→ **Exercise material**
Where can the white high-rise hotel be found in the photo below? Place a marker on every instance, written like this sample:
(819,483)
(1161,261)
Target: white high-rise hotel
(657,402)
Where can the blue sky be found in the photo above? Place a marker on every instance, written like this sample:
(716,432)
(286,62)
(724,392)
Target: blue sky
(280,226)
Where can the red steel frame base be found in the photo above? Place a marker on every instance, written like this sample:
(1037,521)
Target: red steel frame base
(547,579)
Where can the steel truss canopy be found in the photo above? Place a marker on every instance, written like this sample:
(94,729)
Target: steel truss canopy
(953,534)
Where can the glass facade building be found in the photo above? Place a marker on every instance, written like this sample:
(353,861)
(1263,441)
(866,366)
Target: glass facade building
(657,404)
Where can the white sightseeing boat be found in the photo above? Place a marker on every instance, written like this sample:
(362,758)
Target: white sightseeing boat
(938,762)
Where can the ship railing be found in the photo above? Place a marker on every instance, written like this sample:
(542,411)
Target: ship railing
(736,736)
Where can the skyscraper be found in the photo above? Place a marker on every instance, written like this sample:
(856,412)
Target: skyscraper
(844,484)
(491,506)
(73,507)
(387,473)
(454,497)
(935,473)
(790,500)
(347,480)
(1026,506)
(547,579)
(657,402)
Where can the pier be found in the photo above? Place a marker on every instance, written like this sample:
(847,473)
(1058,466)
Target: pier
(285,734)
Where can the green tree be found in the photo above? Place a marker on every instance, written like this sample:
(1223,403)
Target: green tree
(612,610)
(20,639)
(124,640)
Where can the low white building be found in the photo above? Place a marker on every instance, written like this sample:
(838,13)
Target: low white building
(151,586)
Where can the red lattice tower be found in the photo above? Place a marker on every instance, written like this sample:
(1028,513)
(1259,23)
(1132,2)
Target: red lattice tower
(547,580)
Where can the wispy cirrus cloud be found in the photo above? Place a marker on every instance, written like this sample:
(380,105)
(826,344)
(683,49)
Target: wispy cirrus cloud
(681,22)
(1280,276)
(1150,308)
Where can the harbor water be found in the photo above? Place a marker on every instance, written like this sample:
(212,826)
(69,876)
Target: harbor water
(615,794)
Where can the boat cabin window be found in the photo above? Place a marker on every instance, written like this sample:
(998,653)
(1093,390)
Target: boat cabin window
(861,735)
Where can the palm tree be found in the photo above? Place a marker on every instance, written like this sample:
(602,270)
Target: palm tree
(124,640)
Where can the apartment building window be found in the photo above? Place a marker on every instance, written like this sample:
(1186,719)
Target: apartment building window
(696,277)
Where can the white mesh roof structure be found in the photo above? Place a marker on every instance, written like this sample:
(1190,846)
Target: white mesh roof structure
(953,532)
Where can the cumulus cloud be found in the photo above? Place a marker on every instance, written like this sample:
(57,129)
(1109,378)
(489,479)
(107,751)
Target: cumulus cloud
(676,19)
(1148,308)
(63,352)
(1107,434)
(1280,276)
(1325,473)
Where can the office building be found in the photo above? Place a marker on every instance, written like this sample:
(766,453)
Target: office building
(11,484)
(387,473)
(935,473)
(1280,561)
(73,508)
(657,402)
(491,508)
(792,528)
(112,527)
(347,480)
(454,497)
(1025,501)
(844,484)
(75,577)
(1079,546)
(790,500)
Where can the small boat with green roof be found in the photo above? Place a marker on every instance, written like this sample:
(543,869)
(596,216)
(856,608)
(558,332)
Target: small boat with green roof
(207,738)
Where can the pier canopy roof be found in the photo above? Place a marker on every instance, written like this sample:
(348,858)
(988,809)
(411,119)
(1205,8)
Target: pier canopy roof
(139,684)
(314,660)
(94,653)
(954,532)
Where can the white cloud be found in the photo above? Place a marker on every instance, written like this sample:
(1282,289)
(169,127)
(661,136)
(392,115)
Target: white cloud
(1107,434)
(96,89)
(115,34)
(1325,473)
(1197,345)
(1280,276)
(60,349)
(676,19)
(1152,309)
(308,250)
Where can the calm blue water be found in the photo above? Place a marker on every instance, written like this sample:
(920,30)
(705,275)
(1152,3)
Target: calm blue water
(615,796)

→ **What is being asked**
Rewrite all of the data above as a JSON array of strings, with one string for each line and any blank lines omitted.

→ **Output of the task**
[
  "Where can the white high-rise hotel be found in the photo below? Place a marker on every instance, written like this sample:",
  "(819,483)",
  "(1161,261)",
  "Target: white high-rise hotel",
  "(657,402)",
  "Where can the blue sky be found in the photo above? Place a marker on every instance, written like this sample:",
  "(716,432)",
  "(286,62)",
  "(724,392)",
  "Target: blue sky",
  "(280,226)",
  "Where can the red steel frame base be found in the photo above? Place a marker on every instance, written like this sample:",
  "(1037,521)",
  "Target: red steel frame base",
  "(547,579)",
  "Where can the steel truss canopy be found in the photo above? Place a marker on every instance, written like this sample:",
  "(94,729)",
  "Target: steel truss canopy",
  "(953,534)",
  "Where can the glass facade building be found in the photo above? Place a marker on every instance, written like this sample:",
  "(353,861)",
  "(1263,441)",
  "(866,366)",
  "Target: glass facade building",
  "(657,404)",
  "Where can the white sightseeing boat be found in the photo above? Place a marker on every instance, written like this sample:",
  "(362,758)",
  "Target: white sightseeing boat",
  "(938,762)",
  "Where can the ship railing be found in the photo above? Place a marker on every instance, written like this sample:",
  "(542,411)",
  "Target: ship railing",
  "(736,736)",
  "Where can the skyscraper be found in the photo above? Place a marker on every instance, written like this sample:",
  "(856,412)",
  "Target: skyscraper",
  "(844,484)",
  "(491,506)",
  "(73,507)",
  "(387,473)",
  "(454,497)",
  "(935,473)",
  "(790,500)",
  "(347,480)",
  "(1026,506)",
  "(547,579)",
  "(657,402)",
  "Where can the pier be found in the photo above? Place a marker on every instance, written like this sample:",
  "(847,473)",
  "(1058,466)",
  "Target: pier",
  "(285,734)",
  "Where can the green tree be found in the photo above? Place a marker on every instance, written like this sample:",
  "(1223,403)",
  "Target: green tree",
  "(612,610)",
  "(20,639)",
  "(124,640)",
  "Where can the low white building be found in the photo above? Place a marker on every instance, written like this sample:",
  "(838,13)",
  "Target: low white building",
  "(151,586)",
  "Where can the red lattice tower be found in the photo above? Place a marker on every instance, written like this sample:",
  "(1028,513)",
  "(1259,23)",
  "(1132,2)",
  "Target: red lattice tower",
  "(547,580)",
  "Where can the wispy cirrus cloud be found in the photo above? Place a marker on every instance, written like this sample:",
  "(380,105)",
  "(826,344)",
  "(683,49)",
  "Target: wispy cirrus cloud",
  "(681,22)",
  "(1280,276)",
  "(1150,308)",
  "Where can the harbor water be found in the photo above? Place a marker on every instance, written like this sample:",
  "(212,826)",
  "(69,876)",
  "Target: harbor water",
  "(615,794)",
  "Where can the boat cabin window be found in the photo above? Place a marker on every instance, written like this sample:",
  "(998,653)",
  "(1093,390)",
  "Target: boat cabin window",
  "(861,735)",
  "Where can the palm tree be found in the photo above? Place a marker on every instance, written like this sample:",
  "(602,270)",
  "Target: palm tree",
  "(124,640)",
  "Where can the apartment building window be found in the photo above? Place a marker on every instance, written like this sample:",
  "(1186,719)",
  "Target: apartment building window",
  "(696,277)",
  "Where can the white mesh roof structure be found in the photo above? Place a marker on every instance, written like this sample:",
  "(1190,846)",
  "Target: white mesh roof structure",
  "(953,532)",
  "Where can the cumulus cloud be found in the photo above? Place a marker on every instance, written like this sample:",
  "(57,129)",
  "(1109,378)",
  "(489,479)",
  "(107,751)",
  "Target: cumulus cloud",
  "(676,19)",
  "(1148,308)",
  "(63,352)",
  "(1107,434)",
  "(1280,276)",
  "(1325,473)",
  "Where can the office building be found in the photo above? Place a marker on every instance, written like this sample:",
  "(766,453)",
  "Target: office building",
  "(11,484)",
  "(387,473)",
  "(935,473)",
  "(1280,561)",
  "(73,508)",
  "(657,402)",
  "(491,508)",
  "(792,528)",
  "(112,527)",
  "(347,480)",
  "(454,497)",
  "(1025,501)",
  "(844,484)",
  "(75,577)",
  "(1079,546)",
  "(790,500)",
  "Where can the small boat with green roof be found in the photo above? Place a marker on every instance, written like this sample:",
  "(543,869)",
  "(596,216)",
  "(856,608)",
  "(558,332)",
  "Target: small boat with green roof",
  "(207,738)",
  "Where can the pier canopy roof be found in the photo above? Place a marker on every instance, written like this sample:",
  "(348,858)",
  "(988,809)",
  "(411,119)",
  "(1205,8)",
  "Target: pier canopy roof",
  "(139,684)",
  "(314,660)",
  "(94,653)",
  "(954,532)",
  "Where can the white cloud be found in the photo above? Place a marker on every instance, written like this sample:",
  "(1282,289)",
  "(169,127)",
  "(661,136)",
  "(392,115)",
  "Target: white cloud",
  "(1107,434)",
  "(96,89)",
  "(115,34)",
  "(1325,473)",
  "(1197,345)",
  "(1280,276)",
  "(60,349)",
  "(676,19)",
  "(1152,309)",
  "(308,250)",
  "Where can the calm blue water be found in the photo above? Place a marker on every instance, written like this sample:",
  "(920,30)",
  "(705,275)",
  "(1152,3)",
  "Target: calm blue water",
  "(615,796)"
]